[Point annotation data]
━━━━━━━━━━
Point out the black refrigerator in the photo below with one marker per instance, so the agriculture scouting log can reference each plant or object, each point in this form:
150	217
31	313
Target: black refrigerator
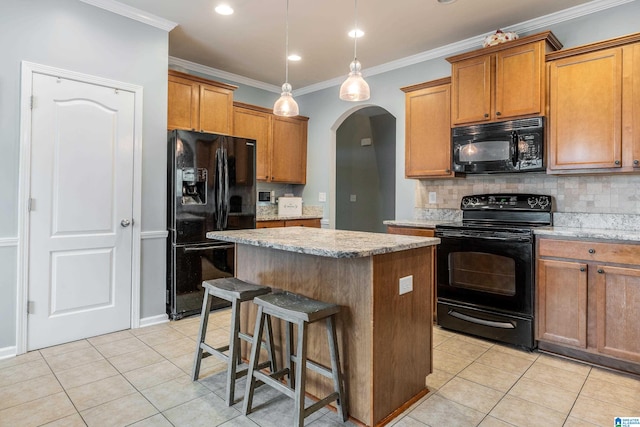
211	186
━━━━━━━━━━
— Stated exercise —
Repeat every line of the records above word for word, omitting the pictures.

— Answer for the task —
Point out the black refrigerator in the photo below with one marker per instance, so the agriculture scouting log can reference each plant or object, each point in this form:
150	217
31	313
Target: black refrigerator
211	186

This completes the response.